■ **TO DO**
Extract the full listing below without altering a single character.

■ **MATERIALS PROVIDED**
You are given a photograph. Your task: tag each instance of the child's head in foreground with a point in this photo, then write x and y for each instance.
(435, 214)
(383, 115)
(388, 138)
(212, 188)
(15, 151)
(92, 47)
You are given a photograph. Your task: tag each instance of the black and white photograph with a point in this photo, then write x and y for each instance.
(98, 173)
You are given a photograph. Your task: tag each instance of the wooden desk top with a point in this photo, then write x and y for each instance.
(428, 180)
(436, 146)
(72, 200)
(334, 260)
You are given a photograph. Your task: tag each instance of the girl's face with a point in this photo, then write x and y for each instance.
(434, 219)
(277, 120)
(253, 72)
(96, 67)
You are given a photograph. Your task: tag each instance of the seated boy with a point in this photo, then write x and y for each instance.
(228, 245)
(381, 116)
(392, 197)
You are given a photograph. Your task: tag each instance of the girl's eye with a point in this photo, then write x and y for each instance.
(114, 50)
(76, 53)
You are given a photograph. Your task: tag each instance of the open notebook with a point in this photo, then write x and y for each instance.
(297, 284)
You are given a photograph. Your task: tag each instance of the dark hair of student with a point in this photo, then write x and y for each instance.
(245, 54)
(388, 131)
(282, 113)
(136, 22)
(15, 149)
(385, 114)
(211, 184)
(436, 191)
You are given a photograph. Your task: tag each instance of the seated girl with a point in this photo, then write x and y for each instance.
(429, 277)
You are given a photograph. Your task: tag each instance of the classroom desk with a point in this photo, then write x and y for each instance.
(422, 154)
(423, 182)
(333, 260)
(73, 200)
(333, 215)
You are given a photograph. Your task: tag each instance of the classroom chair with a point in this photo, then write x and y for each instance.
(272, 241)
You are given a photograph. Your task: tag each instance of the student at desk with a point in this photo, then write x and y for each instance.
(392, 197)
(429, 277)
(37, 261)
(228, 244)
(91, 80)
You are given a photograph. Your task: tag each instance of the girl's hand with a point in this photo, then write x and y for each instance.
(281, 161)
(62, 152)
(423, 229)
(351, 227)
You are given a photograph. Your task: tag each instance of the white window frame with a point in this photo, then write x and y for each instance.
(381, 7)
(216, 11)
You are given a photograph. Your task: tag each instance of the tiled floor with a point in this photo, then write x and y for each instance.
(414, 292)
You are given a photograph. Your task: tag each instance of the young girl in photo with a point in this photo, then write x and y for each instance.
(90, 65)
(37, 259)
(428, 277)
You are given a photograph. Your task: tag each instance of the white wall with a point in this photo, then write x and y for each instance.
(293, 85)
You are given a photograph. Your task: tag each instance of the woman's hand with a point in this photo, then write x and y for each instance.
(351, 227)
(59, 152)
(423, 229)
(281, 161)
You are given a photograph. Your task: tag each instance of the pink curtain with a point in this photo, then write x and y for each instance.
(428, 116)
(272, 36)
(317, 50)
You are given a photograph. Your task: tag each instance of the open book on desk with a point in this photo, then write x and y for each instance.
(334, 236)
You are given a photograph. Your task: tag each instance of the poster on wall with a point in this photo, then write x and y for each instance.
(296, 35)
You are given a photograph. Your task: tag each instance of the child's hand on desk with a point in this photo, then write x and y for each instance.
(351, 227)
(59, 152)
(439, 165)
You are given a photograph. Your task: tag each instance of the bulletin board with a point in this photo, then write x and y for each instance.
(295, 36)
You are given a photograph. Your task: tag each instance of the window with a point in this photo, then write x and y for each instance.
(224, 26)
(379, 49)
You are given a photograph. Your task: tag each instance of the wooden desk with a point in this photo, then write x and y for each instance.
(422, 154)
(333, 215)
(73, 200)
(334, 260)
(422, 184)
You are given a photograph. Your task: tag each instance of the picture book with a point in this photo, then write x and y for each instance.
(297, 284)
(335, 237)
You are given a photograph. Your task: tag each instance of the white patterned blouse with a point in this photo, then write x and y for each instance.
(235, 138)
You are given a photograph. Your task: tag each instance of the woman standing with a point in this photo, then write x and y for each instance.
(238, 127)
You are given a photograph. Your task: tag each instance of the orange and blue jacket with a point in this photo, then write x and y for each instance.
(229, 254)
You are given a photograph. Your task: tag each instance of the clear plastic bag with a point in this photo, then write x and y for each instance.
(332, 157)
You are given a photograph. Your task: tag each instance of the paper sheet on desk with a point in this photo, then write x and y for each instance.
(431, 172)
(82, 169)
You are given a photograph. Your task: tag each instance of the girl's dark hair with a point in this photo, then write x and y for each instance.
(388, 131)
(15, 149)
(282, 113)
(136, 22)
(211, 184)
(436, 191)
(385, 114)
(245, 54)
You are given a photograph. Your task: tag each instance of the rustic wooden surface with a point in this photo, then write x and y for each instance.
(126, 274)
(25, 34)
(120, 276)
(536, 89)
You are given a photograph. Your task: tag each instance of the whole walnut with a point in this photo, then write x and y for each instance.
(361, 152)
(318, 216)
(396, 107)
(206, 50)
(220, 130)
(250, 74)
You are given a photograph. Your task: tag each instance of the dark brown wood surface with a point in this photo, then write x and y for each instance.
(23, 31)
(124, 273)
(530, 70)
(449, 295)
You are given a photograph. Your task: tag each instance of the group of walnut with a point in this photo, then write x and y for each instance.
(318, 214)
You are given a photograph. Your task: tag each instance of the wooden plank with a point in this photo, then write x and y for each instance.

■ **REPLY TO THE EXERCISE**
You are given a photograph. Your task: tag each instance of the child's head in foreground with a point in this photo, then write x and y for each instance.
(435, 214)
(383, 115)
(388, 138)
(212, 188)
(15, 151)
(92, 47)
You are given a photograph. Your task: tag each instance of the black and white photograph with a point in this photo, then write x and y for each instance.
(98, 173)
You are given a photograph. Your task: tag each instance of the wooden desk top with a point in this photo, then write x and y for each instance.
(428, 180)
(436, 146)
(72, 200)
(334, 260)
You are given a photograph. Your task: tag each instance of the girl's face with a point in this photo, then write x and y for each instance.
(434, 219)
(277, 120)
(253, 72)
(96, 67)
You are given a photograph. Your task: tag each instance of the seated boy with a point in this photo, then write x and y for each instance.
(228, 245)
(381, 116)
(392, 197)
You are given a photograph. Your task: tag each instance of the girl's eye with a point in this photo, then write x and y for each instance.
(114, 50)
(76, 53)
You are given a photograph. Your task: tag each instance of the open notebook with a point in this photo, then write x and y for each instance.
(297, 284)
You are given a photograph. Your task: tag each instance of the dark hair of student with a point in this photo, then write x and y for each instance.
(245, 54)
(388, 131)
(282, 113)
(136, 22)
(15, 149)
(385, 114)
(211, 184)
(436, 191)
You are given a photograph. Your task: tag each instance of the seated girl with a point in this photo, then write x and y for each instance.
(429, 277)
You are given a photograph. Your task: tag each instance of the classroom desk with a point in this photo, then write x and y for each instance.
(422, 154)
(423, 182)
(333, 260)
(73, 200)
(333, 215)
You are given a photograph. Your task: tag each instance of the classroom chair with a point in this photo, then write x and y for each instance.
(272, 241)
You are given a photograph. Your task: tag each instance of the student at desk with a point in this photo, then write x and y for each instance.
(392, 197)
(429, 277)
(37, 261)
(228, 244)
(91, 80)
You are given a photograph. Your task: tag each instance of the girl's hand with a point in this photo, then write x and y for each instance.
(281, 161)
(62, 152)
(423, 229)
(351, 227)
You are given a photograph. Your task: tag each instance of the white window frame with a point in this photo, then write x and y for each instance.
(381, 7)
(216, 11)
You are given a photograph. Your task: tag each instance of the tiled floor with a point in this photo, then write x and y for each instance.
(414, 292)
You are given a photograph. Your task: tag each instance of the young girl in photo with a point in this photo, then write x and y for each instance.
(90, 65)
(37, 259)
(428, 277)
You are given a photograph. Your task: tag each instance of the white wall with a point in this photo, then write x and y for each instance.
(293, 85)
You are given a photograph. Your task: tag each instance of the woman's hand with a point in this photo, then write x and y for each instance.
(351, 227)
(59, 152)
(423, 229)
(281, 161)
You are given a photograph. Your task: tag each instance of the pink curtain with a point in this photo, then write x and y for each instance.
(428, 116)
(272, 36)
(317, 50)
You are given a photograph. Your task: tag each instance of the open book on desk with a point in this photo, then write x and y for each instance.
(334, 236)
You are given a photograph. Your task: tag each instance of the poster on wall with a point in this photo, then write x and y for each instance.
(296, 35)
You are given a photograph. Your task: tag each instance of the child's hand on desk with a point in this photo, then write x and y for each instance.
(351, 227)
(59, 152)
(439, 165)
You are given a photograph. Your task: tag each instance of the bulletin board with a point in this photo, then write x and y for each instance.
(295, 36)
You are given a photograph. Your task: tag each instance of the window with a point in this photo, then write x and y for each instance.
(224, 26)
(379, 49)
You are given a photograph. Your task: tag each instance of the wooden desk with a point in this photo, then write x and y for each instance.
(422, 154)
(333, 215)
(73, 200)
(334, 260)
(422, 184)
You are given a photograph. Your task: tag each instance of the picture book with a point in this photo, then write x and y for each instance.
(297, 284)
(335, 237)
You are given a photograph. Your task: tag each instance of the white patterned blouse with a point in this photo, then write x and y for each instance.
(235, 138)
You are given a photograph. Your task: tag each instance of the woman standing with a point in this photo, then write x and y for each instance.
(238, 127)
You are given a photograph. Your task: tag each instance of the orange and blue jacket with a point in this photo, then write x and y for each instance.
(229, 254)
You are given a photograph. Your task: tag each instance of the clear plastic bag with a point in this photo, then write x and y for each instance.
(332, 157)
You are given a photograph. Your task: tag each instance of the paper sheet on desk with a point in this photo, then write x and y for each instance.
(431, 172)
(82, 169)
You are given a photograph. Your task: tag each instance of the girl's dark hair with a point in this photo, then write x and y for each instance.
(388, 131)
(15, 149)
(282, 113)
(136, 22)
(211, 184)
(436, 191)
(385, 114)
(245, 54)
You are given a photograph. Your task: tag each instance of the rustic wooden surface with a point in this photo, then write x and y for each instance.
(126, 274)
(25, 34)
(120, 276)
(536, 89)
You are given a photograph. Your task: tag each instance of the whole walnut with a point in this photo, then write x and y for each instance.
(361, 152)
(318, 216)
(396, 107)
(206, 50)
(220, 130)
(250, 74)
You are given a photograph. Your task: tag each instance of the dark brown wood surface with a point in this photo, then write x and y for each instance.
(23, 31)
(124, 273)
(530, 70)
(449, 295)
You are given a photograph. Your task: tag each instance of the group of walnut with a point in this photo, then write x and y for each instance.
(318, 214)
You are given a photograph. Your task: tag each instance of the wooden plank with a point in this photo, then write x and y for each instance.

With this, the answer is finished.